Copy word for word the material below, from the line containing "Can you find the tall" down to the line containing "[[225, 370]]", with both of those lines included.

Part of a data file
• • • • •

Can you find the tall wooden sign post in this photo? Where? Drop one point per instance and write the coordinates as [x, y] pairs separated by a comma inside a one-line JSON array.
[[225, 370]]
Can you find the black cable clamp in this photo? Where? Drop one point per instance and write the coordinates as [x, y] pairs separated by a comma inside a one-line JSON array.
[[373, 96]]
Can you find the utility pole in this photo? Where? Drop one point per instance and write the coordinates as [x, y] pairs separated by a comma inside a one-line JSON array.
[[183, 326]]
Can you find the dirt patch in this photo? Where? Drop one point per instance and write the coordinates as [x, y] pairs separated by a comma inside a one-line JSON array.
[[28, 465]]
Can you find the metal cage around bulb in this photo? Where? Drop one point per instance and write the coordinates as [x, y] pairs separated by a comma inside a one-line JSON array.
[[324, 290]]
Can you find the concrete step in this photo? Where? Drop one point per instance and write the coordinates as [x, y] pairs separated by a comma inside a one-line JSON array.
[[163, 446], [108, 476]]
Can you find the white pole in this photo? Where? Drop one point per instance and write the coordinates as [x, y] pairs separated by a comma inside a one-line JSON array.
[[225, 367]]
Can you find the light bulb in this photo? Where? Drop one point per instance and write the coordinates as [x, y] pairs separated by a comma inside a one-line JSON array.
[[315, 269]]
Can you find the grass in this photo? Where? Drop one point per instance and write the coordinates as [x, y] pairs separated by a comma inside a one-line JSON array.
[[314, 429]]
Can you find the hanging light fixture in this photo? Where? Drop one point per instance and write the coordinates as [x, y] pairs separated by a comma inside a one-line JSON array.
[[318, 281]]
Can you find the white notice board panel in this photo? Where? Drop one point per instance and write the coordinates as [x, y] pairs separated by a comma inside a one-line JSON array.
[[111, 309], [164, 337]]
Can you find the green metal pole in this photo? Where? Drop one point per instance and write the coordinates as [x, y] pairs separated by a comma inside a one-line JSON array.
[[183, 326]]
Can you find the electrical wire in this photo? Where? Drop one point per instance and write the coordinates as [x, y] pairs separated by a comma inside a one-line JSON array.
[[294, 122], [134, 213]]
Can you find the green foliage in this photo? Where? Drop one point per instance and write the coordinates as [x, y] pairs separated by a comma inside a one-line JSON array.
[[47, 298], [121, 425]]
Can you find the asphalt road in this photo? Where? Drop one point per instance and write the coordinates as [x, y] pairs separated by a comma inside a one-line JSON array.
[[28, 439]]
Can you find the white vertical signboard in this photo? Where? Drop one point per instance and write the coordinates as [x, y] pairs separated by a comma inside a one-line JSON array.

• • • • •

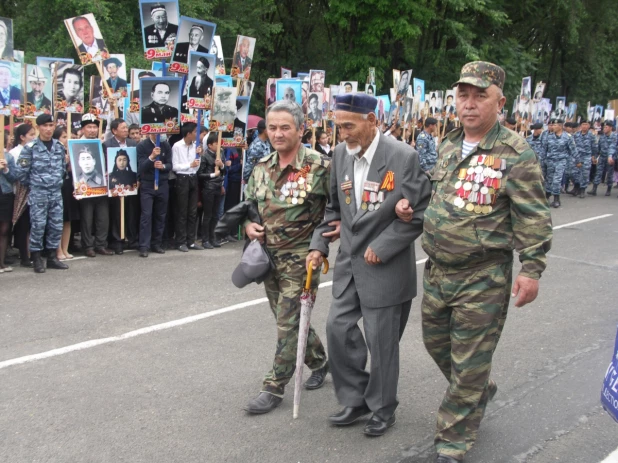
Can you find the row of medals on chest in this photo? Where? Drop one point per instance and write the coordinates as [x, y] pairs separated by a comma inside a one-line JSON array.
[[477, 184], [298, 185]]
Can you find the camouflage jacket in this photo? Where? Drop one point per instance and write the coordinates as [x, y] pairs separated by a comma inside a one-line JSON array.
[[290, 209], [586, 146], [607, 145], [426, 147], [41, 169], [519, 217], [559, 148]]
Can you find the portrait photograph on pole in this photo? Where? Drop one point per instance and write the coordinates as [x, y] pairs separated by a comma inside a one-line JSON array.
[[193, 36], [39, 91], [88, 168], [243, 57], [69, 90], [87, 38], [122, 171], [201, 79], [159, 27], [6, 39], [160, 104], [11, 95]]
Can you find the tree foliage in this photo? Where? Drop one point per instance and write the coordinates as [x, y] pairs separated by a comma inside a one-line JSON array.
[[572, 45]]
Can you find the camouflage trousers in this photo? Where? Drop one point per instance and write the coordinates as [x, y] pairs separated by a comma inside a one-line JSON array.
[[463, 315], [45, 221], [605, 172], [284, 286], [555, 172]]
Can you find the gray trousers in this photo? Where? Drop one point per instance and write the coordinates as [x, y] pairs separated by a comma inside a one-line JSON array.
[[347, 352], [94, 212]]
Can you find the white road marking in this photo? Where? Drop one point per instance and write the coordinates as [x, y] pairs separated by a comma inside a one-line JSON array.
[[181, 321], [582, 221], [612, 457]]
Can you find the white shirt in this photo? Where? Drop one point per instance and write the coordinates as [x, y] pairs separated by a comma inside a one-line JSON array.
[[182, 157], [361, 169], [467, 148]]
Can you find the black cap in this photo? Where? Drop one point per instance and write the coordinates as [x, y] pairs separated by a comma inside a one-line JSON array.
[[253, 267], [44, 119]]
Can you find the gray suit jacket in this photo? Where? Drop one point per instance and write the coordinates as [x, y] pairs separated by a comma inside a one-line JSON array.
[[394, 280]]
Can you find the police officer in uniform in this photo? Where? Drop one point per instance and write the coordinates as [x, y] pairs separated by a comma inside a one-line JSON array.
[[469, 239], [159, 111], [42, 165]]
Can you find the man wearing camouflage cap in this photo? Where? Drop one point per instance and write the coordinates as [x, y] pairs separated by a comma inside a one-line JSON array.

• • • • •

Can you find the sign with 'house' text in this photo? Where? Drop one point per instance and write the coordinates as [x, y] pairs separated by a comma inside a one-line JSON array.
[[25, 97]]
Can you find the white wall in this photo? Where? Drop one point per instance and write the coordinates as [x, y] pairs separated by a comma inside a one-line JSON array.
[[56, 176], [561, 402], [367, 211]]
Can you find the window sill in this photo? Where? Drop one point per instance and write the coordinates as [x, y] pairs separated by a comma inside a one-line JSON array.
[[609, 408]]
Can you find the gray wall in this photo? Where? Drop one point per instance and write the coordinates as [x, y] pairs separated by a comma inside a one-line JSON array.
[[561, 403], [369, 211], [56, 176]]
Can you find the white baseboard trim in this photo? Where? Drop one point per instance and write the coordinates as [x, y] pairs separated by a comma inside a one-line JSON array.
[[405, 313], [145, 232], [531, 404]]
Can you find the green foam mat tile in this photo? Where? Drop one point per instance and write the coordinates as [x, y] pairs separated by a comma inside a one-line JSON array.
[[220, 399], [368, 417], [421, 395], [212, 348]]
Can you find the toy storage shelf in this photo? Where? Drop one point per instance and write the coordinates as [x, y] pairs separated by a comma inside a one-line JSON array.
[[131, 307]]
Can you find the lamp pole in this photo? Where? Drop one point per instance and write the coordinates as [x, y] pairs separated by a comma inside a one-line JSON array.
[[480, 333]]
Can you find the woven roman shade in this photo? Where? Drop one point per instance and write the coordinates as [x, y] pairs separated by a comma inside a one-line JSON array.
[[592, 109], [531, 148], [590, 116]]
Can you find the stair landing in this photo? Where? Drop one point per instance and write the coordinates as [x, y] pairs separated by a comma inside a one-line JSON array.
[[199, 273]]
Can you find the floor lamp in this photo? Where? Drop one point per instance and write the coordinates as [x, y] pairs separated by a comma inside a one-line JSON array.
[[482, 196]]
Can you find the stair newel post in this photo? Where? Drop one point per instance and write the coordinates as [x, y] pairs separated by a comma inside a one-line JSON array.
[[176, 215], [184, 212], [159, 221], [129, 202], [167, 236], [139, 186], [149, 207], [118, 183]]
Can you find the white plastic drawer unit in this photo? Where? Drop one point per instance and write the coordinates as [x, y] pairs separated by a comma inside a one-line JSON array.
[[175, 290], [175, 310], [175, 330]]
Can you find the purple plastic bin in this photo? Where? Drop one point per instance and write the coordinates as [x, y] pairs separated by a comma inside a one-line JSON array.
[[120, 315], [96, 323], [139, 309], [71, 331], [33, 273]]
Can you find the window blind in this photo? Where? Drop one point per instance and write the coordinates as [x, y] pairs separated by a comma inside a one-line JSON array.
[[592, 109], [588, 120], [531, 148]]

• • • • •

REPLY:
Can you find the tall wooden sign post in this photo? Where? Drop one point per instance and write the coordinates as [x, y] pairs separated by a comma inside a one-line JSON array.
[[225, 370]]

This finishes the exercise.